> **Materials provided**
---*---

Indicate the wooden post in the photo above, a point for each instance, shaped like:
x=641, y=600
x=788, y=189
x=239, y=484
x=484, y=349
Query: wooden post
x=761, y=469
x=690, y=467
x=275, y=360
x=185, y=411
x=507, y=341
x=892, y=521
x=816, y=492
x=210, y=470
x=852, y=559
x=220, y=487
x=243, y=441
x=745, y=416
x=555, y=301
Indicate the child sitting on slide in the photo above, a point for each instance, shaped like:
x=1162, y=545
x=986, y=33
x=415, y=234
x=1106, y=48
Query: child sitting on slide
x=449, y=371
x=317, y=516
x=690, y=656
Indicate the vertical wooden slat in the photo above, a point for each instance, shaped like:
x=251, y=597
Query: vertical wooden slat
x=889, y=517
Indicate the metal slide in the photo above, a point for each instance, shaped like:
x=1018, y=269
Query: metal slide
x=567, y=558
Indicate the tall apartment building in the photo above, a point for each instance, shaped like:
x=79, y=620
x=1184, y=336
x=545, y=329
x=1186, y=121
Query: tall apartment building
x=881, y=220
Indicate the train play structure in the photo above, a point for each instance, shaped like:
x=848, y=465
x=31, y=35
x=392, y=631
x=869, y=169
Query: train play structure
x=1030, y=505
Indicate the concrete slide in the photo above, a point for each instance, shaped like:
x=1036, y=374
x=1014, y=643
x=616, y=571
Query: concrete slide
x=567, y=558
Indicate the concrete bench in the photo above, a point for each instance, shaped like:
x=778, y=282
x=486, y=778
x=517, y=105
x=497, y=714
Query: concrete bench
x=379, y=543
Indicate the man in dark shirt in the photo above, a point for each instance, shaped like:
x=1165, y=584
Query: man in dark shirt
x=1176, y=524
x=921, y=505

---*---

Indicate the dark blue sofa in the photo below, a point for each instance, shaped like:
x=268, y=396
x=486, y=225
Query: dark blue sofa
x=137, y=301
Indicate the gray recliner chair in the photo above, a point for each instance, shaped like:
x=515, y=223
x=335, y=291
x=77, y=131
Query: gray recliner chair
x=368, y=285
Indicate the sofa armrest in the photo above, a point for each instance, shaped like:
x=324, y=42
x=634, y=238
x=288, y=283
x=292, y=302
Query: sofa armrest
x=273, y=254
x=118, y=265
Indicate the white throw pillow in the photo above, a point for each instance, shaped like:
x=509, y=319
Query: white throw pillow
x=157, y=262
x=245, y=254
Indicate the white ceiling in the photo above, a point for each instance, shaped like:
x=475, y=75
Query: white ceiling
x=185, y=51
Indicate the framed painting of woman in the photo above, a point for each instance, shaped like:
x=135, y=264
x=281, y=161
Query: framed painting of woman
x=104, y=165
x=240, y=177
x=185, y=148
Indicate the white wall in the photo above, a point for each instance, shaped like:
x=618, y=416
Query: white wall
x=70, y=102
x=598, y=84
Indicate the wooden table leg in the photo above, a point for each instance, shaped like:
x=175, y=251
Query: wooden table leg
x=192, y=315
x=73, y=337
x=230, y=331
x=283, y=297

---*---

> **What is being asked**
Copy out only the lines above from the one with "Indicate the wooden post" to the one with "x=251, y=597", inclusive, exactly as they stand.

> **Answer to this problem**
Indicate the wooden post in the photo above, a point for each instance, shaped like:
x=641, y=600
x=788, y=189
x=239, y=484
x=484, y=349
Query: wooden post
x=761, y=469
x=690, y=467
x=275, y=360
x=185, y=411
x=507, y=341
x=892, y=521
x=816, y=492
x=210, y=470
x=852, y=559
x=220, y=487
x=243, y=441
x=745, y=416
x=555, y=301
Indicate the child sitting on slide in the photo above, a point for each instance, shaped like:
x=1162, y=545
x=986, y=33
x=415, y=234
x=1106, y=48
Query: child sitting on slide
x=449, y=371
x=317, y=516
x=690, y=656
Indicate the vertical wooden slat in the photo above, a point for each instance, shaped like:
x=251, y=597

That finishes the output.